**Objetivos:**
1. Según el relato sobre el juez y el empresario, ¿quién le contó la historia al narrador?
2. Copia todas las frases que el juez dice entre comillas en el relato sobre el juez y el empresario, sin incluir su risa.
3. Retoma el relato sobre el juez y el empresario a partir de su última oración.

**Extracto del documento:**
———

El juez se levantó y le extendió la mano. Mientras se la estrechaba con fuerza, le dijo al empresario: “Tiene que hacer el pago. Nuestro común amigo le dará todas las instrucciones. Hecho el pago, a los pocos días tendrá la decisión”. El empresario miró con gesto de extrañeza. Replicó: “Y si mejor me notifica la sentencia y entonces le hago el pago”.
El juez soltó una carcajada contenida. “Así no funcionan las cosas, mi buen amigo. Primero se hace la contribución y luego recibe lo prometido”.
El empresario dijo con candidez: “¿Y si le hago el pago y luego no sale la sentencia?”. El juez resopló una sonrisa con un leve “jeje”, seguido de: “¡Seeñoor! Estamos entre caballeros”.
La historia me la relató un abogado a quien se la había contado su cliente. Presumo que es verdad. Y si no lo es, hay miles de historias verdaderas que permiten presumir que, si no fue así, fue muy parecido.

———

**Filas:**

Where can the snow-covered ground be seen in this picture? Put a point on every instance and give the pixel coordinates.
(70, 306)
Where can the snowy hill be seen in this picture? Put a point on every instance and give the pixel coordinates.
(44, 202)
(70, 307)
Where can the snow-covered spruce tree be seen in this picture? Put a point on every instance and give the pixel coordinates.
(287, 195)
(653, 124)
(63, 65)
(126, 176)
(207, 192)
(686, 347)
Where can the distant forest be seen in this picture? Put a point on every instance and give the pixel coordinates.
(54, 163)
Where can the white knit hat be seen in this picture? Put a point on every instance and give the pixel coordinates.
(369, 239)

———

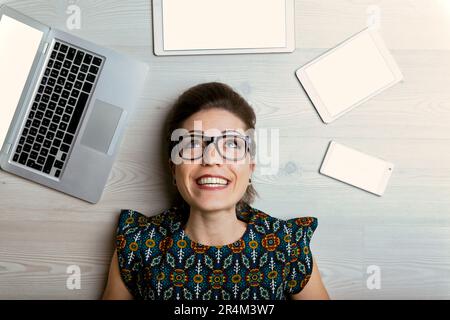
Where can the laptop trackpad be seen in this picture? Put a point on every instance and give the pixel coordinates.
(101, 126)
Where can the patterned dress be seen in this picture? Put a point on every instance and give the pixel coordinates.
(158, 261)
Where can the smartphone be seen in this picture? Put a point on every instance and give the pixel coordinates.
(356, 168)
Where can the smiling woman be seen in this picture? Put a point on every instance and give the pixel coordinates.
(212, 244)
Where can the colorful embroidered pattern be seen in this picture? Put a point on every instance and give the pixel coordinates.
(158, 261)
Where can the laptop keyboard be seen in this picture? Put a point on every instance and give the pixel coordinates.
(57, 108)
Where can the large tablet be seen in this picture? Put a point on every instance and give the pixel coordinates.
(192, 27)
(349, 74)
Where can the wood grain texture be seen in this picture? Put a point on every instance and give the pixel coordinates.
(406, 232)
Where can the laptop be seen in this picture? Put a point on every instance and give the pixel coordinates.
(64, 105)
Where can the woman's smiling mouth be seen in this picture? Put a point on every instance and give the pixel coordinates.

———

**Respuestas:**
1. Un abogado, a quien se la había contado su cliente.

2.
- “Tiene que hacer el pago. Nuestro común amigo le dará todas las instrucciones. Hecho el pago, a los pocos días tendrá la decisión”.
- “Así no funcionan las cosas, mi buen amigo. Primero se hace la contribución y luego recibe lo prometido”.
- “¡Seeñoor! Estamos entre caballeros”.

3.
Esta semana leí el libro El cerebro corrupto, de Eduardo Herrera. Está lleno de historias parecidas. Todas le pasaron al autor. No habla por oídas. Él fue parte del monstruo. No se va por las ramas ni intenta justificar nada. El libro es un acto de constricción de lo que fue su vida. Y es que había que ser así de crudo para contar las cosas.
Nos dividimos así entre los que corrompen, los corrompidos y los que nos hacemos los locos. El libro nos permite ver la normalidad con la que funcionan cosas cuya invisibilidad es un acto de hipocresía colectiva. Hay hasta una “ética” de la corrupción, con unas reglas que, como los contratos en los negocios, permiten que las cosas funcionen con cierta predictibilidad.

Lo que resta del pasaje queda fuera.